● **Problems**:
A – Condense the paragraph of the language-model text that opens with "It is basically the main idea!" into a shorter version that keeps its main facts.
B – Transcribe the portion of the language-model text that begins at the words "Another way to" and stops after "put after it?".

● **Page text**:
━━━
So why should we stick with this overly-simplified language model? Well, everyone starts somewhere, mate. This should be a great start for learning about language models, and later we will gradually dive deeper, step by step, so feel free to skip this blog if you know too well.

How It Works (The Intuition Behind)

Just by counting, no more no less.

It is basically the main idea! We just need to have a huge text corpus to train on, and we count the relative frequency of each combination of words. Next, we assign a kind of probability for upcoming words given the frequency we knew earlier, and our model is ready to go!

If you use the training set including conversations of two people loving each other, for example, when the model sees "I" it will confidently think that the next word would be "love", and when there is "love" then the next should probably be "you". The model just works by pure memorization and a bit of probability.

But don't criticize it too much, we can still get some insights from the model, like some syntactics nature of language, e.g. Nouns and Adjectives often come after Verbs, or Verbs often come after Nouns.

So let's make things complicated by doing some maths.

How It Works (The Math Behind)

Considering the task of predicting the next word of a sequence "Your eyes are..."
Well, maybe your eyes are beautiful (are they?), but in a probabilistic sense, we should ask:

What is the probability that the word "beautiful" appears after the sequence of "Your eyes are"?

Mathematicians have a nice way to ask this question, using conditional probability:

P(\text{beautiful}|\text{Your eyes are})

Another way to interpret this is that: In our text corpus, among all of the cases that "Your eyes are" appears, how many times that the word "beautiful" is put after it?

P(\text{beautiful}|\text{Your eyes are}) = \frac{C(\text{Your eyes are beautiful})}{C(\text{Your eyes are})}

But this won't work well!, you may think. Well, you are right. We cannot count like that because we won't get a good estimate for medium-sized corpus. Another reason is that language is creative, which means that new things are invented all the time. So all in all, the approach should be more flexible.
━━━
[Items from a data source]

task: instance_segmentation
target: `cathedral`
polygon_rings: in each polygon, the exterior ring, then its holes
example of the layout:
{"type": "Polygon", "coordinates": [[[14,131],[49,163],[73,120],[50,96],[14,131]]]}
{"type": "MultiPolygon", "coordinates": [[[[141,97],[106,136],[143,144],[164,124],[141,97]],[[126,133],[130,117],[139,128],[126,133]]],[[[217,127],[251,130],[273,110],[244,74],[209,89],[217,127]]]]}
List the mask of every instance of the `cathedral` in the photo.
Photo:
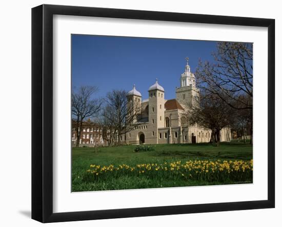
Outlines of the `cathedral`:
{"type": "MultiPolygon", "coordinates": [[[[185,72],[180,77],[180,87],[176,88],[175,98],[166,99],[165,89],[157,79],[148,90],[149,98],[142,95],[134,86],[127,93],[128,105],[134,105],[138,111],[133,121],[132,129],[121,136],[127,144],[187,143],[208,142],[211,130],[189,123],[184,115],[187,108],[193,105],[192,97],[198,92],[195,76],[191,72],[187,58],[185,72]]],[[[221,141],[231,139],[229,128],[221,130],[221,141]]]]}

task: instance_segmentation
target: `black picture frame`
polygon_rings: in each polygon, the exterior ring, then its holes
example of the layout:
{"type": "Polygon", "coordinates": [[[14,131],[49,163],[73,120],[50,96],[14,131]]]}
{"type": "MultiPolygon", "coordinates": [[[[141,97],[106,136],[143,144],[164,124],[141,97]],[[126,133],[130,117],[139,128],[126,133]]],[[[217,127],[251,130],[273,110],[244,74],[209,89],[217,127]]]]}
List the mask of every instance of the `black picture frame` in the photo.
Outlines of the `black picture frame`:
{"type": "Polygon", "coordinates": [[[42,222],[117,218],[275,207],[275,20],[43,5],[32,9],[32,218],[42,222]],[[181,22],[268,28],[268,199],[67,213],[53,212],[53,15],[181,22]]]}

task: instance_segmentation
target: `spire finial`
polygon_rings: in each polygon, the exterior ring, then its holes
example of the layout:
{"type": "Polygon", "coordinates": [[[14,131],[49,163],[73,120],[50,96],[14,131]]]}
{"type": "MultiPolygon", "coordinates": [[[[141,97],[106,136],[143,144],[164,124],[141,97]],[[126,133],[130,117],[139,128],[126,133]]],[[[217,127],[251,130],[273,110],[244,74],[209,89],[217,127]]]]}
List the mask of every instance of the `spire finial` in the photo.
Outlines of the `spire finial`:
{"type": "Polygon", "coordinates": [[[189,58],[188,57],[187,57],[185,58],[185,59],[186,59],[186,60],[187,61],[187,66],[189,66],[189,64],[188,64],[188,61],[189,60],[189,58]]]}

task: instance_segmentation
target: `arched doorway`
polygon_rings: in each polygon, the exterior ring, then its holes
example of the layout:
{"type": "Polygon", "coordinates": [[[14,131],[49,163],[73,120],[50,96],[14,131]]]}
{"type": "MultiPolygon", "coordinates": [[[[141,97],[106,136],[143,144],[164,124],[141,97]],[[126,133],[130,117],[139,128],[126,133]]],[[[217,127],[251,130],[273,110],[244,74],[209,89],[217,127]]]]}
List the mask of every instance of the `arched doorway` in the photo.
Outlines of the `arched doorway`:
{"type": "Polygon", "coordinates": [[[141,133],[139,135],[139,144],[145,143],[145,135],[144,133],[141,133]]]}
{"type": "Polygon", "coordinates": [[[192,133],[191,141],[192,143],[196,143],[196,136],[194,135],[194,133],[192,133]]]}

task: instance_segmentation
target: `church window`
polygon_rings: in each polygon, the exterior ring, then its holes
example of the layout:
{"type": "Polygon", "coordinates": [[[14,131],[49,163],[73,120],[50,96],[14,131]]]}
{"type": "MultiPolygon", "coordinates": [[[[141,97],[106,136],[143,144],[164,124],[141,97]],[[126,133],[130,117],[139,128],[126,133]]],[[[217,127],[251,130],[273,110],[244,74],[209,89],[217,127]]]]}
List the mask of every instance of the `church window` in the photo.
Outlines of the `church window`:
{"type": "Polygon", "coordinates": [[[169,118],[166,117],[166,127],[169,127],[169,118]]]}
{"type": "Polygon", "coordinates": [[[187,122],[186,121],[186,118],[185,117],[182,117],[181,118],[181,126],[186,126],[187,125],[187,122]]]}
━━━
● **Answers per task**:
A – The core idea is to train on a very large text corpus and count the relative frequency of each word combination. Those frequencies are then used to assign probabilities to upcoming words, and the model is ready for use.

B –
Another way to interpret this is that: In our text corpus, among all of the cases that "Your eyes are" appears, how many times that the word "beautiful" is put after it?